## WHAT THE TASK REQUIRES
Starting with the line that contains "Indicate one point per instance of the hillside", reproduce each line through the end of the entries exactly as written.

Point localization data:
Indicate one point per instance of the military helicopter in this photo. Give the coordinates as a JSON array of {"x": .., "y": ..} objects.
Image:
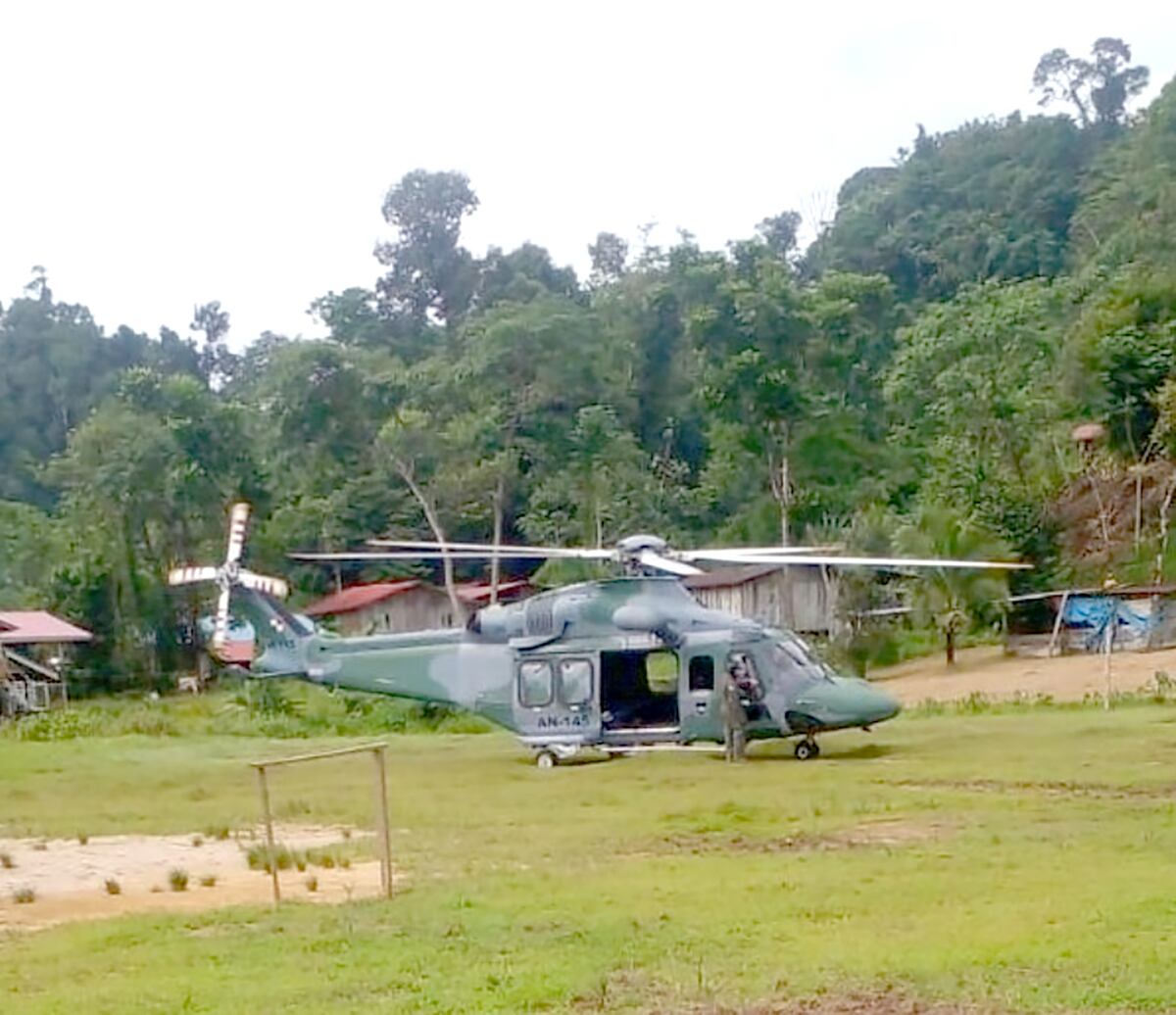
[{"x": 616, "y": 664}]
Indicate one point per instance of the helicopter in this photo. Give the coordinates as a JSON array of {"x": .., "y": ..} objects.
[{"x": 614, "y": 664}]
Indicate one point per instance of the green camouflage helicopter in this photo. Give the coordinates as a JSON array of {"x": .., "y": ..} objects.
[{"x": 615, "y": 664}]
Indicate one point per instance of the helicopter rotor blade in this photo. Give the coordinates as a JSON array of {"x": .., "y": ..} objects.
[
  {"x": 723, "y": 553},
  {"x": 869, "y": 561},
  {"x": 273, "y": 586},
  {"x": 220, "y": 628},
  {"x": 503, "y": 550},
  {"x": 424, "y": 555},
  {"x": 189, "y": 575},
  {"x": 650, "y": 557},
  {"x": 239, "y": 517}
]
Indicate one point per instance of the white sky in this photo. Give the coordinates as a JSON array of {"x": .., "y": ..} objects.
[{"x": 157, "y": 156}]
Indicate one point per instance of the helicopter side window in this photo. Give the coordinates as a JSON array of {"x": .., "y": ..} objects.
[
  {"x": 575, "y": 681},
  {"x": 703, "y": 673},
  {"x": 535, "y": 684}
]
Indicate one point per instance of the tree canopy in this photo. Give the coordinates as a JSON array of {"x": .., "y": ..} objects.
[{"x": 923, "y": 362}]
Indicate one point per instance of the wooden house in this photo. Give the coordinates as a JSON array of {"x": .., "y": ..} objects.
[
  {"x": 389, "y": 607},
  {"x": 32, "y": 649},
  {"x": 801, "y": 598}
]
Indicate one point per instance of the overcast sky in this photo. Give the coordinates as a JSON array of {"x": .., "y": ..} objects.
[{"x": 158, "y": 156}]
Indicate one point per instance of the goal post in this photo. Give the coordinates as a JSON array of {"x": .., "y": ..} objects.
[{"x": 380, "y": 787}]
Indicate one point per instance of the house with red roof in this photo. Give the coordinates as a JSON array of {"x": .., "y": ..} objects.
[
  {"x": 412, "y": 604},
  {"x": 32, "y": 647}
]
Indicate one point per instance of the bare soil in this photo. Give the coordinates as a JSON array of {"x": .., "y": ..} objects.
[
  {"x": 69, "y": 878},
  {"x": 882, "y": 1003},
  {"x": 989, "y": 672}
]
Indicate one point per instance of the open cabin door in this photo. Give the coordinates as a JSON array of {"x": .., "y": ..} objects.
[
  {"x": 701, "y": 691},
  {"x": 557, "y": 697}
]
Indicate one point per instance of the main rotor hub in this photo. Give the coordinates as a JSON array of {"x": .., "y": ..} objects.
[{"x": 633, "y": 545}]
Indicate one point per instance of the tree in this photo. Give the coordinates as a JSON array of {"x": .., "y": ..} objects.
[
  {"x": 1099, "y": 88},
  {"x": 992, "y": 199},
  {"x": 609, "y": 257},
  {"x": 217, "y": 362},
  {"x": 430, "y": 276},
  {"x": 780, "y": 234},
  {"x": 953, "y": 599}
]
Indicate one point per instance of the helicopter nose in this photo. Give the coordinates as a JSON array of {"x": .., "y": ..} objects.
[{"x": 848, "y": 701}]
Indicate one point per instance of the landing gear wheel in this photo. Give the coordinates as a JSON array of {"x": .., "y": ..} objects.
[{"x": 807, "y": 749}]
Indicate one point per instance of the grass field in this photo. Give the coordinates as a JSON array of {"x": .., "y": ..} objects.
[{"x": 1020, "y": 858}]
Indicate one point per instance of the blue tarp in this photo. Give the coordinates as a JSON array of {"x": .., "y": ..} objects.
[{"x": 1093, "y": 613}]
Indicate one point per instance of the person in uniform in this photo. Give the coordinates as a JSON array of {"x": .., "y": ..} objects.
[{"x": 734, "y": 710}]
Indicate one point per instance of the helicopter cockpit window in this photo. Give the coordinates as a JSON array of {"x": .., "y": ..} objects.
[
  {"x": 535, "y": 684},
  {"x": 789, "y": 652},
  {"x": 703, "y": 673},
  {"x": 575, "y": 681}
]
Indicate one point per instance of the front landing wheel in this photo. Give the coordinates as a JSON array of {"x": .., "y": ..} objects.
[{"x": 807, "y": 749}]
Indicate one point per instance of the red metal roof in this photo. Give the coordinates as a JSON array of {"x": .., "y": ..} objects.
[
  {"x": 358, "y": 597},
  {"x": 479, "y": 592},
  {"x": 38, "y": 627}
]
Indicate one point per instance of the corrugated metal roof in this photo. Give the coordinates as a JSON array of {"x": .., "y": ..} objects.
[
  {"x": 38, "y": 627},
  {"x": 358, "y": 597},
  {"x": 479, "y": 592},
  {"x": 729, "y": 576}
]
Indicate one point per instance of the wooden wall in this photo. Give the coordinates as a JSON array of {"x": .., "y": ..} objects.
[
  {"x": 795, "y": 598},
  {"x": 416, "y": 609}
]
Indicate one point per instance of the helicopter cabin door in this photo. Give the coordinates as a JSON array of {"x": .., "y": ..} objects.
[
  {"x": 701, "y": 693},
  {"x": 557, "y": 698}
]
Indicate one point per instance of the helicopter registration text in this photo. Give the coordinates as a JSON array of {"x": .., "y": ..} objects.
[{"x": 576, "y": 721}]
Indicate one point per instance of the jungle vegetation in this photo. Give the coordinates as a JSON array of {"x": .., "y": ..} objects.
[{"x": 910, "y": 379}]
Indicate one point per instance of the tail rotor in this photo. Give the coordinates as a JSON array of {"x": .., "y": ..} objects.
[{"x": 229, "y": 574}]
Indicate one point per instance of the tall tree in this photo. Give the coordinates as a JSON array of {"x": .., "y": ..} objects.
[
  {"x": 430, "y": 276},
  {"x": 1098, "y": 88}
]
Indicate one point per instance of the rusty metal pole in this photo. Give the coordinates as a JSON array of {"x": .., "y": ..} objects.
[
  {"x": 381, "y": 782},
  {"x": 270, "y": 832}
]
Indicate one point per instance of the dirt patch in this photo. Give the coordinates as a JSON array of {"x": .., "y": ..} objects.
[
  {"x": 883, "y": 1003},
  {"x": 991, "y": 673},
  {"x": 886, "y": 833},
  {"x": 1095, "y": 791},
  {"x": 69, "y": 879}
]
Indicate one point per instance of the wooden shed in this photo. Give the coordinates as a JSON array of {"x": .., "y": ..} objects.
[
  {"x": 800, "y": 598},
  {"x": 32, "y": 649},
  {"x": 389, "y": 607}
]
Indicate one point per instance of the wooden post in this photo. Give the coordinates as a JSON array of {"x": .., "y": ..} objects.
[
  {"x": 381, "y": 809},
  {"x": 270, "y": 831},
  {"x": 1057, "y": 625},
  {"x": 1106, "y": 649}
]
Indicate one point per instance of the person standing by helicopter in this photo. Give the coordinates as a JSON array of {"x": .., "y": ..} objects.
[{"x": 734, "y": 710}]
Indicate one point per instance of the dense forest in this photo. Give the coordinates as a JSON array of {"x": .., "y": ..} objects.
[{"x": 910, "y": 381}]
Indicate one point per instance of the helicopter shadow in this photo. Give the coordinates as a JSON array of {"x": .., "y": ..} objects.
[{"x": 865, "y": 751}]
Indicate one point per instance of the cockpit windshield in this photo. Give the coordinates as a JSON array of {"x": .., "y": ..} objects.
[{"x": 789, "y": 654}]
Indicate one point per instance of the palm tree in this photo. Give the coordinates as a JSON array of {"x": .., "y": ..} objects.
[{"x": 954, "y": 598}]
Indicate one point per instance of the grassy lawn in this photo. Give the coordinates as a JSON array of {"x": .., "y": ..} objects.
[{"x": 1020, "y": 858}]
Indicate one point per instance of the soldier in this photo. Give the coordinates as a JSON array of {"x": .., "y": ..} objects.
[{"x": 734, "y": 711}]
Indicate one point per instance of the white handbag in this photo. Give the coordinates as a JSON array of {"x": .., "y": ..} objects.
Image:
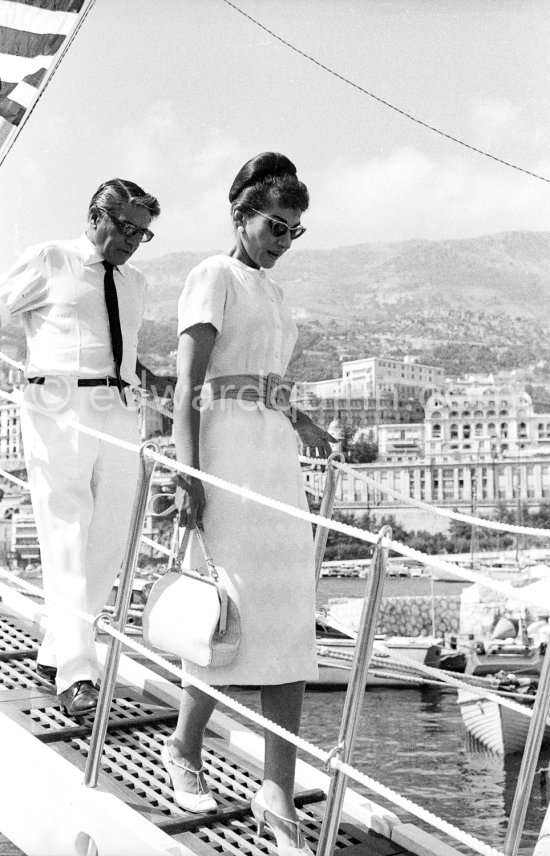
[{"x": 189, "y": 613}]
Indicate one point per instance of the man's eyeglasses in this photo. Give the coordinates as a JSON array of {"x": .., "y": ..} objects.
[
  {"x": 278, "y": 228},
  {"x": 129, "y": 230}
]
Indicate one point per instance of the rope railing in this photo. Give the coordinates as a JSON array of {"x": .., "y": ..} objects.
[
  {"x": 334, "y": 525},
  {"x": 330, "y": 760},
  {"x": 326, "y": 757}
]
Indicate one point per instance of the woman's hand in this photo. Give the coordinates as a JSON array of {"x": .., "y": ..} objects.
[
  {"x": 315, "y": 440},
  {"x": 190, "y": 501}
]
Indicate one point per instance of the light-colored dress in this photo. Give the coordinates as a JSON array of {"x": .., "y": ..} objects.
[{"x": 268, "y": 555}]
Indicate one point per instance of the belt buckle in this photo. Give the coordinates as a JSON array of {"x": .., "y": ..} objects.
[{"x": 277, "y": 392}]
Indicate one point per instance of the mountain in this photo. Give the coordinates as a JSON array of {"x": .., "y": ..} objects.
[{"x": 506, "y": 274}]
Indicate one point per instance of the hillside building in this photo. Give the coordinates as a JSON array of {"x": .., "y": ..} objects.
[
  {"x": 370, "y": 392},
  {"x": 470, "y": 420}
]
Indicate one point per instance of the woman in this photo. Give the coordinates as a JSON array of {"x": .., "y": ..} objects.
[{"x": 236, "y": 337}]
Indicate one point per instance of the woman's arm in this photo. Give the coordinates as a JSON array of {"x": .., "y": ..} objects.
[{"x": 194, "y": 350}]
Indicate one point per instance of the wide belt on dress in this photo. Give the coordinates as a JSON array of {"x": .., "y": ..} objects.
[
  {"x": 271, "y": 390},
  {"x": 85, "y": 381}
]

## WRITTEN SOLUTION
Indicate one point per instance of the hillside building in this photo. Give the coordinates as a JSON array of {"x": .., "y": ..} objects.
[
  {"x": 370, "y": 392},
  {"x": 470, "y": 420}
]
Indicate one point per instance of the woman in this photo. Give the coordinates as a JSON array of {"x": .., "y": ..} objects.
[{"x": 236, "y": 337}]
Indicate one point per instance of the woman's arm in this photo. Give the coordinates as a JSON array of {"x": .., "y": ..} objects.
[{"x": 194, "y": 350}]
Indicate one point per instance of the wide belt on dress in this photo. Give the coordinates as a JSON array of {"x": .., "y": ..} objects.
[
  {"x": 271, "y": 390},
  {"x": 85, "y": 381}
]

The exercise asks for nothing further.